[start of RECORDS SHOWN]

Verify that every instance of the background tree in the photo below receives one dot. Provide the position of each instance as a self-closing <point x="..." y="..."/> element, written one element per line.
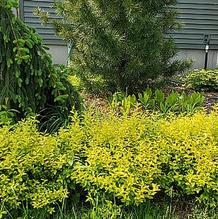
<point x="29" y="83"/>
<point x="124" y="41"/>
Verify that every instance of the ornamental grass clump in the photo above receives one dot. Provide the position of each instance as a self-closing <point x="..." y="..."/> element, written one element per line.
<point x="29" y="82"/>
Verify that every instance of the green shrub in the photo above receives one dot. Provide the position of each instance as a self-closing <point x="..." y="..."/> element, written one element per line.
<point x="158" y="101"/>
<point x="206" y="80"/>
<point x="29" y="82"/>
<point x="117" y="160"/>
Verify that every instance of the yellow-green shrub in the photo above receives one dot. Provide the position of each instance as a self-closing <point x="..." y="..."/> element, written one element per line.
<point x="129" y="159"/>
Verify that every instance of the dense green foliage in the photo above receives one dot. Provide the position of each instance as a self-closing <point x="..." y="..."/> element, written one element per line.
<point x="122" y="41"/>
<point x="206" y="80"/>
<point x="158" y="101"/>
<point x="113" y="161"/>
<point x="28" y="80"/>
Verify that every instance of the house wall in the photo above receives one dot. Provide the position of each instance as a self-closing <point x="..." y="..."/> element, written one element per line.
<point x="198" y="18"/>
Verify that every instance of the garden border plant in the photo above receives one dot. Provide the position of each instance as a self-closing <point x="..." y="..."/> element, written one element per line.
<point x="29" y="82"/>
<point x="143" y="157"/>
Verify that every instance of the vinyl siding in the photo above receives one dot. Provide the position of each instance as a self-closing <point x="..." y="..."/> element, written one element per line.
<point x="198" y="17"/>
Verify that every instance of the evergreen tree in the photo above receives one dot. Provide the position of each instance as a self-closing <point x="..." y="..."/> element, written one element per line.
<point x="127" y="42"/>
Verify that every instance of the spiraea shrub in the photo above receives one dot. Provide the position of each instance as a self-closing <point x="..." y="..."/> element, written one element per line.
<point x="120" y="160"/>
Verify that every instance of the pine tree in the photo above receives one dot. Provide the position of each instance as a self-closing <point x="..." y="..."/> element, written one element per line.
<point x="127" y="42"/>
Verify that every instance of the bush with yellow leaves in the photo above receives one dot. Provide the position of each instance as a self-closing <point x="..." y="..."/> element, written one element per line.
<point x="124" y="159"/>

[end of RECORDS SHOWN]

WHAT TO PRODUCE = Please reproduce word for word every line from the one containing "Verify that every instance of the house" through the last line, including both of those lines.

PROBLEM SOLUTION =
Verify that every instance of the house wall in the photo above receives one dot. Provide the position of each instance as a self-closing <point x="..." y="..."/> element, written one element per line.
<point x="198" y="18"/>
Verify that every instance of the garden border plant in the photo above receives one dot. Provide the position of each instance as a self-closing <point x="..." y="..."/> element, written one element per line.
<point x="29" y="82"/>
<point x="143" y="157"/>
Verify that every instance of the vinyl siding in the photo above receives one dot. Provide the position of each instance as a self-closing <point x="..." y="..."/> element, written one element per line.
<point x="198" y="17"/>
Verify that every instance of the evergreen tree in the photo above receives one dot. Provide the position of each instance as a self-closing <point x="..." y="..."/> element, written one element per line.
<point x="127" y="42"/>
Verify that every instance of the spiraea shrub in the photo above receives one dot. Provide the position of each instance as a self-closing <point x="..." y="..."/> element, written one element per line.
<point x="120" y="160"/>
Verify that every instance of the pine tree in the photo above receives one dot. Provide the position of each instance as a self-closing <point x="..." y="..."/> element, written one element per line.
<point x="127" y="42"/>
Verify that every instance of the bush with yellow leaves in the photo above receives one dot. Provide the position of each instance as a self-closing <point x="..." y="..."/> element, written one element per line.
<point x="124" y="159"/>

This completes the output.